[START]

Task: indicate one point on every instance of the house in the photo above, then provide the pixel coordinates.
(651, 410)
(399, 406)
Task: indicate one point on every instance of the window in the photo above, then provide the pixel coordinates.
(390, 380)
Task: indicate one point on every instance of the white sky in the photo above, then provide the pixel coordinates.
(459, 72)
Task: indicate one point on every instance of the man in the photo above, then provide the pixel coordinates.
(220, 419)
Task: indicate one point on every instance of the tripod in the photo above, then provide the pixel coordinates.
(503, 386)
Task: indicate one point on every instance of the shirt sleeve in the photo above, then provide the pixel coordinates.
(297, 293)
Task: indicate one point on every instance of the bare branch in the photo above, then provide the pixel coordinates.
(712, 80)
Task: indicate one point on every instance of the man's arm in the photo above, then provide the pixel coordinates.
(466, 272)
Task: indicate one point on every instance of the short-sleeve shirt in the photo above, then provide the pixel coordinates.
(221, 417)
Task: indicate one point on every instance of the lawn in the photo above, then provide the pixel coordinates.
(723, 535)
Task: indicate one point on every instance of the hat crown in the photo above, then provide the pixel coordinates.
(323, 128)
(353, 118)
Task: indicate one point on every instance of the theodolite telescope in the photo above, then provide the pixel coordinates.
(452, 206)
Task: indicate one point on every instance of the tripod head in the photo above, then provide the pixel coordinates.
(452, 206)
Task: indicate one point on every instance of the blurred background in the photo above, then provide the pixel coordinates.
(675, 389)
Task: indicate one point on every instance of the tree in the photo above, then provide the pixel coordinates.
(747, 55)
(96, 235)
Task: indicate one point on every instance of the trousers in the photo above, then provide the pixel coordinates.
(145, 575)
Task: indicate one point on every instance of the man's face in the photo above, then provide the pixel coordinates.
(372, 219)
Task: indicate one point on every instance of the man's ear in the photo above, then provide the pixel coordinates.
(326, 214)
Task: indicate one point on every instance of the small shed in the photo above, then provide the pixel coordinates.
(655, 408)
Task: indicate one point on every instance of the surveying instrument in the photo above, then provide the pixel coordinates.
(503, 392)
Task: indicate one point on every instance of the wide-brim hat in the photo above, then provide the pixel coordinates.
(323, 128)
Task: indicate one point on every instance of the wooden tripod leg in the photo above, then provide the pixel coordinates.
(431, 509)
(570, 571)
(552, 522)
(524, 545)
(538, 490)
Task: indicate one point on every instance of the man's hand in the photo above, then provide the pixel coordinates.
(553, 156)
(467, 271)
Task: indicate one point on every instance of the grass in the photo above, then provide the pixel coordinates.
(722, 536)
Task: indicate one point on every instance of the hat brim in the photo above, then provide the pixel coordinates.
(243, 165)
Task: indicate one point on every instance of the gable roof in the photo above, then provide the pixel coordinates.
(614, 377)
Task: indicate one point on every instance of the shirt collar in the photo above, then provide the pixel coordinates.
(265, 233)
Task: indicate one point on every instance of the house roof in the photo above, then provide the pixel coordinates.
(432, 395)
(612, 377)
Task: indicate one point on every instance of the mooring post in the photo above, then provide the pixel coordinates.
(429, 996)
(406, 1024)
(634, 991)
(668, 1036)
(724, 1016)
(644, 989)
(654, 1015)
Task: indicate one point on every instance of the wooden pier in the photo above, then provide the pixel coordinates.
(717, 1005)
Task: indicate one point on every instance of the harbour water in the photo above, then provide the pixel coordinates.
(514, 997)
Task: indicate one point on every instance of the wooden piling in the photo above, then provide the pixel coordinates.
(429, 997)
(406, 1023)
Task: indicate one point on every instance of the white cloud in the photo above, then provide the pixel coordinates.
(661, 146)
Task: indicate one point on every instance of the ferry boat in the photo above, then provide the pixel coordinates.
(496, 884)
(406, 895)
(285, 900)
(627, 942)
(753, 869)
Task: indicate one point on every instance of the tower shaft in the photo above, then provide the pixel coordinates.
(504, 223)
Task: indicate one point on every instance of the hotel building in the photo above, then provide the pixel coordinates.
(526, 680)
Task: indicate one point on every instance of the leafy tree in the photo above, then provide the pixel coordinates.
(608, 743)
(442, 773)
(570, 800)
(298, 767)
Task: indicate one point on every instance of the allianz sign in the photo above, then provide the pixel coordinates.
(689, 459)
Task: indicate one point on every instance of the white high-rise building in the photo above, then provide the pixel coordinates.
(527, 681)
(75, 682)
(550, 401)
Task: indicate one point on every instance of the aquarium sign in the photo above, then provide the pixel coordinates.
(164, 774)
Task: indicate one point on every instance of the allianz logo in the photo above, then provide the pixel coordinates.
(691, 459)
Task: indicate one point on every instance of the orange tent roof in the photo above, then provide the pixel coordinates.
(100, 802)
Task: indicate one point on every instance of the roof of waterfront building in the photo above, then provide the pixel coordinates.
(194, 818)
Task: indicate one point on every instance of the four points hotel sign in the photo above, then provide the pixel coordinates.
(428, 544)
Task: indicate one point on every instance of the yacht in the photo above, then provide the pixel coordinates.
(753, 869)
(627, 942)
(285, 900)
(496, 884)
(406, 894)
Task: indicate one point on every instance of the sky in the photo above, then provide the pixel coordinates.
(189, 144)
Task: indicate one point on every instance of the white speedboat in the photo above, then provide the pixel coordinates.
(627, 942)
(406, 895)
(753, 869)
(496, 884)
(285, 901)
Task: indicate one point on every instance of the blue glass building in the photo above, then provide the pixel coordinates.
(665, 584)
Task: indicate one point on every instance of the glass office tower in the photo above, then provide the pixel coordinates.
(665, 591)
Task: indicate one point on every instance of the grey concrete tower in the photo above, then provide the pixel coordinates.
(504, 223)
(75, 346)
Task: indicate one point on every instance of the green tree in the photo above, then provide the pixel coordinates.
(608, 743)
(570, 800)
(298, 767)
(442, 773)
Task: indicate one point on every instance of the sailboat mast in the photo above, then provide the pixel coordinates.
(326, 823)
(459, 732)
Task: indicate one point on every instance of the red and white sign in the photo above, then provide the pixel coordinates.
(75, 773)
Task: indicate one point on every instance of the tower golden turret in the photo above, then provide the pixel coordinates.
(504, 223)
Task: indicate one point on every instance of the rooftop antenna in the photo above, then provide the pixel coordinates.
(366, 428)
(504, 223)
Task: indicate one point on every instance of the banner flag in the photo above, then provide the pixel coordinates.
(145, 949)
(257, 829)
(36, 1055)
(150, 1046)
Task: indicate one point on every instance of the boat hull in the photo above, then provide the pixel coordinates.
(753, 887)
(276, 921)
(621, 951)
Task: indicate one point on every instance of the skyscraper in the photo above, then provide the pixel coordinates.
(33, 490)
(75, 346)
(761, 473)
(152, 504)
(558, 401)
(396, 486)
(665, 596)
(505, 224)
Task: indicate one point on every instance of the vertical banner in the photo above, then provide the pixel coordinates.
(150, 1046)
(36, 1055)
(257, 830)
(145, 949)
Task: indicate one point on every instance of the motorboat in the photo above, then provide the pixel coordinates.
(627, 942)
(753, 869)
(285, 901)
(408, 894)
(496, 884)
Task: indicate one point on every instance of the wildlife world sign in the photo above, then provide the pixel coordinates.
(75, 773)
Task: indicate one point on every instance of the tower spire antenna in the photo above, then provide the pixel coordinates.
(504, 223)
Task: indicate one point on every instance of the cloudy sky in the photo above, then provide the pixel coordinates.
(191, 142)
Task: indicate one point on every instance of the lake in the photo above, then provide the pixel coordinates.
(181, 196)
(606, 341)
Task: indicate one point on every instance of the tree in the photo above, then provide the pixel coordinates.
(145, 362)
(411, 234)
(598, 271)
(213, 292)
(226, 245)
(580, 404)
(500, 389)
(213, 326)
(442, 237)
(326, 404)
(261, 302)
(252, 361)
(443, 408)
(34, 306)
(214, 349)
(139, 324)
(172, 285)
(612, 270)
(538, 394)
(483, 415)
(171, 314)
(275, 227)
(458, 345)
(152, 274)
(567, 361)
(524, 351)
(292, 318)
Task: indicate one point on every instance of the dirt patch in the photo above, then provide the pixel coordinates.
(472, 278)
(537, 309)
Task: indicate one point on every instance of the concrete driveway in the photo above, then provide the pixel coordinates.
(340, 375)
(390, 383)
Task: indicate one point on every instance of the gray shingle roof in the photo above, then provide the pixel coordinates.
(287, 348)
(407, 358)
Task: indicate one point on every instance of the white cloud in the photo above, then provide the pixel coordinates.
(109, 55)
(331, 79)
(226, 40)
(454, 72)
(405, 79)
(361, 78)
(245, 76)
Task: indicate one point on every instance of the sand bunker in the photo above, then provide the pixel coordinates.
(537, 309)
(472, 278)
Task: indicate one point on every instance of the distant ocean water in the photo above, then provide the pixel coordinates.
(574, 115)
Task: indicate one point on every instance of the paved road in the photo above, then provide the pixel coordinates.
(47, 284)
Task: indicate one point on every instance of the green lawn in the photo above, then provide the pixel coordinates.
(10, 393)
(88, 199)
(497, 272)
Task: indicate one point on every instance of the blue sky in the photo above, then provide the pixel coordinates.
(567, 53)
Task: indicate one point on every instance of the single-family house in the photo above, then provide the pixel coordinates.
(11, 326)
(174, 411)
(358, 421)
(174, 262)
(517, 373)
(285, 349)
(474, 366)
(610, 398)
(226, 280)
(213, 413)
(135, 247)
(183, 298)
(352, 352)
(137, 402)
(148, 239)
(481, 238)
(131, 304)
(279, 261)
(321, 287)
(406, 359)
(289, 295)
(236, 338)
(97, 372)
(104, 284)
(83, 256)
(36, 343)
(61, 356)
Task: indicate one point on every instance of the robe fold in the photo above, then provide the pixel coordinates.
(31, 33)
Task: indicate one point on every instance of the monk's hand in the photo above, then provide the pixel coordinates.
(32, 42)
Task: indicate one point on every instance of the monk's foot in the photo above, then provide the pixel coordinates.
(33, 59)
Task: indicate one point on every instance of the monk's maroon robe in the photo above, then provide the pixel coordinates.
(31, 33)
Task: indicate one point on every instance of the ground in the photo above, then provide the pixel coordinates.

[END]

* **TASK BRIEF**:
Produce an exact copy of the lines from the one containing "Task: indicate one point on every instance of the single-family" through the last line, and of nothing else.

* **FINISHED ANSWER**:
Task: indicate one point on every instance of the single-family house in the photo above, then provide the pixel coordinates.
(11, 326)
(174, 411)
(358, 421)
(174, 262)
(517, 373)
(285, 349)
(474, 366)
(610, 398)
(226, 280)
(213, 413)
(135, 247)
(183, 298)
(352, 352)
(137, 402)
(148, 239)
(481, 238)
(131, 304)
(279, 261)
(321, 287)
(406, 359)
(289, 295)
(236, 338)
(97, 372)
(104, 284)
(83, 256)
(36, 343)
(61, 356)
Task: indicate one point on every instance of the robe fold in the photo above, then provide the pixel coordinates.
(31, 33)
Task: indicate one point on every instance of the monk's hand in the photo above, then provide the pixel coordinates.
(32, 42)
Task: indicate one point on every instance of the monk's foot in the photo above, then provide the pixel coordinates.
(33, 59)
Task: indicate one point on every instance of the monk's maroon robe in the photo above, then provide the pixel coordinates.
(31, 33)
Task: indicate one point on every instance of the ground in the photo above, then provide the pixel coordinates.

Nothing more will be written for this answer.